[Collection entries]
######

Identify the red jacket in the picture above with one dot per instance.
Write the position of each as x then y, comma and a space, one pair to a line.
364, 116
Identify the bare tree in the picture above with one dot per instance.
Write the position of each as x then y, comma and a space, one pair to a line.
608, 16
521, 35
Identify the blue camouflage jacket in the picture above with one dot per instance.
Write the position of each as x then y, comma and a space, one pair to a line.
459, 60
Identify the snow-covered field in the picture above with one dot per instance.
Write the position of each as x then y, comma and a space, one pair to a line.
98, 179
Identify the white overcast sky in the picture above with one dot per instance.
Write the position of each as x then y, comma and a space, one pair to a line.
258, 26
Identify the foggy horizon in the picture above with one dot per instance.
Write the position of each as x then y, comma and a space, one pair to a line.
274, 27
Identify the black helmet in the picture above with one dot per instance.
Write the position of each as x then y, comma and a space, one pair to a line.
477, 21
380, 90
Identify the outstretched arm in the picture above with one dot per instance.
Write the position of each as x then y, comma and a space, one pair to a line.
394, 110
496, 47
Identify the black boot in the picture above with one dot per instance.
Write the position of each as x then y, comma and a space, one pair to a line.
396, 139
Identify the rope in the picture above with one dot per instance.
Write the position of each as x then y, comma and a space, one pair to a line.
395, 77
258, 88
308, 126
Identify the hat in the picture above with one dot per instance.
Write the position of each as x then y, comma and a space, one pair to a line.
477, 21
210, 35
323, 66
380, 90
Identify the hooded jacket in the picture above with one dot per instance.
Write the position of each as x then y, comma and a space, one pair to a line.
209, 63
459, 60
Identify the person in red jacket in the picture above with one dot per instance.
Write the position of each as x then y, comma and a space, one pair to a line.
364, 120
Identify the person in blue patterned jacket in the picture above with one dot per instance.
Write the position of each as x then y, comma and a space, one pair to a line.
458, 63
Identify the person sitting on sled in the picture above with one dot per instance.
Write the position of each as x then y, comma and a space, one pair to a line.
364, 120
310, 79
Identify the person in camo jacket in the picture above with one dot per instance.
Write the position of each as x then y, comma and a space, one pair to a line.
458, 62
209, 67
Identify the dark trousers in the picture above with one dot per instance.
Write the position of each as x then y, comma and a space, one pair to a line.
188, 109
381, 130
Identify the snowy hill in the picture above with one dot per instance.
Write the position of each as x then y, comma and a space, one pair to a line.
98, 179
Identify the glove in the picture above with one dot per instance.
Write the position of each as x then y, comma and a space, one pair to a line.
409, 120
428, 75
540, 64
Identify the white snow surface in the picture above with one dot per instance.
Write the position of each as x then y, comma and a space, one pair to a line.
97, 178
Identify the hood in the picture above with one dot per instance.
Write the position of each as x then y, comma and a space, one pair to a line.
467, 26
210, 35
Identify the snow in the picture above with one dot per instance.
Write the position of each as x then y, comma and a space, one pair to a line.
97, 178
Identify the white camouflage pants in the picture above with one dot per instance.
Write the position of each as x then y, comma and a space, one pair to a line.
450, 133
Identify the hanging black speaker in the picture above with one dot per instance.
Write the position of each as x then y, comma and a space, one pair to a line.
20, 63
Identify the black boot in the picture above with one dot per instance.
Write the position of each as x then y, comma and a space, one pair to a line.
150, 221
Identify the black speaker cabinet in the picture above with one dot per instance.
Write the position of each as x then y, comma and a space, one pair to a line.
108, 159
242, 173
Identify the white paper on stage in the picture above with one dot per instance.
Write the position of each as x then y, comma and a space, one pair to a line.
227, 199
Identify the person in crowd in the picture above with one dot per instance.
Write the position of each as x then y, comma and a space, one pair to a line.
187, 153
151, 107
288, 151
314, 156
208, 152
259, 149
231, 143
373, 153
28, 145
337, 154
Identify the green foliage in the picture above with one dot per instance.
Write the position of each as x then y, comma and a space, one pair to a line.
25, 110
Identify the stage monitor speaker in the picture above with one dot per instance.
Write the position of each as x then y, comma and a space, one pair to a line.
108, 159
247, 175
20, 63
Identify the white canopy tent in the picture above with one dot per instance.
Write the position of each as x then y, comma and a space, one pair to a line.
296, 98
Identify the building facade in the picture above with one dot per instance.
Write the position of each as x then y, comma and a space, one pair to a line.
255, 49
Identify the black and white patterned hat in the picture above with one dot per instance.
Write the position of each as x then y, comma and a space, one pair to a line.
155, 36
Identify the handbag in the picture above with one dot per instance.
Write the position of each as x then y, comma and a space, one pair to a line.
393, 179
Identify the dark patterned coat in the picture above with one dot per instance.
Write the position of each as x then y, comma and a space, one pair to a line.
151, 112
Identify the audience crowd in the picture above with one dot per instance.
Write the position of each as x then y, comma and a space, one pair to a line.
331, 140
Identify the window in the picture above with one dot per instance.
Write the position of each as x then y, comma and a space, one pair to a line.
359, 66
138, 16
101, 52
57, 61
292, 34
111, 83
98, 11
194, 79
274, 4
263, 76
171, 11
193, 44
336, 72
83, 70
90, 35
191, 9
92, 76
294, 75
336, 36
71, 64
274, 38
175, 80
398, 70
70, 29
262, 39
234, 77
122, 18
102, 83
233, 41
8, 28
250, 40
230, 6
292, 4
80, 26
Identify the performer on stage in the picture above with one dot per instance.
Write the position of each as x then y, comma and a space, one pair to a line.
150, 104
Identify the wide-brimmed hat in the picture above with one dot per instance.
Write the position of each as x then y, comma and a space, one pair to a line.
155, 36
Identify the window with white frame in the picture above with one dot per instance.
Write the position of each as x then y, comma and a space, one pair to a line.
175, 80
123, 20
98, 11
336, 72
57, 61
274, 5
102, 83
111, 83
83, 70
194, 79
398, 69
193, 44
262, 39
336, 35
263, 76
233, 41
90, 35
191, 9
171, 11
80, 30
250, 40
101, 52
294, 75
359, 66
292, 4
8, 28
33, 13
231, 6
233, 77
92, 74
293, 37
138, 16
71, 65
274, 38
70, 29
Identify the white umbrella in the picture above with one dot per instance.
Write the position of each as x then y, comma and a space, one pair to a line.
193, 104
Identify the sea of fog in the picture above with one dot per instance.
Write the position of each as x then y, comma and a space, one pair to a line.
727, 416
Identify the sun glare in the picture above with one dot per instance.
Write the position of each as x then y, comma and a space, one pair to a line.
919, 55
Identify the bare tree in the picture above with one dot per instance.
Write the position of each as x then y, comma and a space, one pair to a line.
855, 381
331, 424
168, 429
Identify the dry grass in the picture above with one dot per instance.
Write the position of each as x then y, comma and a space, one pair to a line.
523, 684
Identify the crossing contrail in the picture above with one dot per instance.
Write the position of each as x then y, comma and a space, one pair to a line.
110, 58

######

Only the lines above starting with the one with "Identify the glove" and going through the one with "Identify the hood in" are to be copied, word for word and with both ends kept.

◆ EXERCISE SOLUTION
Identify the glove in the picture above with one dot per instance.
Write the position of each as x then y, comma and a space, one pair to a line.
409, 120
428, 75
540, 64
Identify the white snow surface in the picture above with one dot per instance.
Write the position of each as x then y, comma and a space, one pair to a line.
97, 178
Identify the hood in the picture above with one dot per instance.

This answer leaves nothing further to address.